▸ **Problem 1**: In the anniversary post below, reproduce the passage from "PUTTING IT ALL" up to and including "over 1,500 people.".
▸ **Problem 2**: According to the anniversary post below, what two qualities did the lodging in Carmel have?
▸ **Problem 3**: Resume the anniversary post below from the point at which it stops.

▸ **Page text**:
Monday, April 18, 2005

PUTTING IT ALL BEHIND US

April 14 was the 13th anniversary Gloria's and my marriage. It was also the anniversary of the sinking of the Titanic. Anything further I might say of a humorous nature regarding this coincidence would not only make me feel like Alan King or Jackie Mason, or even worse, Jay Leno, it would also be irrelevant, given that my point has nothing to do with any similarity between my marriage and a disaster that would cost the lives of over 1,500 people.

My marriage has killed 300 people, tops, most of them unimportant.

Okay, maybe 500 people, but only one of them an Archbishop.

The thing is, I learned of this coincidence because Gloria and I were celebrating with a couple of nights at a very nice lodging in Carmel that (1) has a heated pool and (2) takes dogs, the two qualities that, among world travelers the globe around, separate accommodations fit for a caliph from squalor scarcely distinguishable from Indonesian prisons.

And on one of the mornings of our stay, I was up early, as is our habit on the road, we being inclined to hit the highway before the motel management has run our credit card through the American Hoteliers Skipper Check List and found to its dismay that our last name is not in fact Framsylwagensvoldt, and I was watching "What A Great Goddam Morning!" or whatever ABC or NBC calls their grievous wake-the-poor-slavish-bastards-in-the-American-workforce-to-your-advertisers programming.

I'll let you catch your breath deciphering that.

▸ **Entries supplied**:
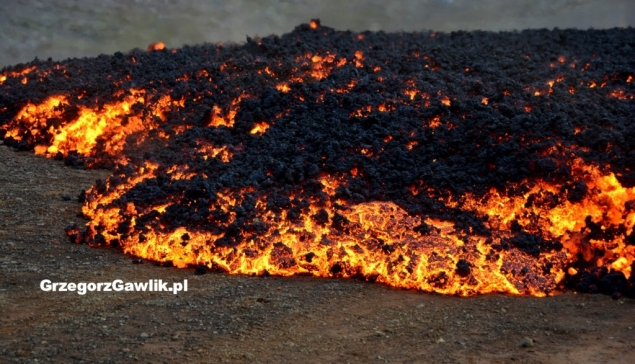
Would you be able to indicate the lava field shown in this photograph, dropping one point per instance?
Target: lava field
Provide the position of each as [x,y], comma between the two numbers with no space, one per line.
[459,163]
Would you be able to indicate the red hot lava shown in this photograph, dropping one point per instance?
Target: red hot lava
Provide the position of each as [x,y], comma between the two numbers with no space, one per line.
[460,163]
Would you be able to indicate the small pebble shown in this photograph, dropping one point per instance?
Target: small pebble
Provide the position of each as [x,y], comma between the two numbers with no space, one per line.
[526,342]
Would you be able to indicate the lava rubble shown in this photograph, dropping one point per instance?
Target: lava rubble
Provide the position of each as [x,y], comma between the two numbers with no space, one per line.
[460,163]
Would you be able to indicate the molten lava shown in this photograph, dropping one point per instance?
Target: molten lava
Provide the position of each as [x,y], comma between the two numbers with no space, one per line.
[415,160]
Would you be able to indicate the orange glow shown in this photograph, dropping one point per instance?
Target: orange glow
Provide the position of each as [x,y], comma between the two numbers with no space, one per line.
[359,57]
[283,87]
[259,128]
[159,46]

▸ **Task response 1**:
PUTTING IT ALL BEHIND US

April 14 was the 13th anniversary Gloria's and my marriage. It was also the anniversary of the sinking of the Titanic. Anything further I might say of a humorous nature regarding this coincidence would not only make me feel like Alan King or Jackie Mason, or even worse, Jay Leno, it would also be irrelevant, given that my point has nothing to do with any similarity between my marriage and a disaster that would cost the lives of over 1,500 people.

▸ **Task response 2**: It has a heated pool and it takes dogs.

▸ **Task response 3**:
And they mentioned on the AM TV show that April 14 was the anniversary of the sinking of the Titanic, and then they offered what I gather--because I am not ordinarily a viewer of this crap in the morning--is a regular feature, a little daily-topic trivia question.

Which was, in this case, "What year did the Titanic sink: 1912, 1922, or 1932?"
Well I, of course, immediately wanted to call whoever was doing the polling and cast my lot with 1967.

But it struck me that the sinking of the Titanic, which occurred in 1912, was a story of epic proportions, some 1,500 dead, many of them renowned personages, such as John Jacob Astor, an industrialist on a par with Bill Gates at the time, and Benjamin Guggenheim, of whose museum you may have heard, and Major Archie Butt, a luminary in the War Department back when they called a spade and spade and not a Defense Department, and Isidor Straus, and others of America's brightest and best-heeled, not to mention members of British royalty.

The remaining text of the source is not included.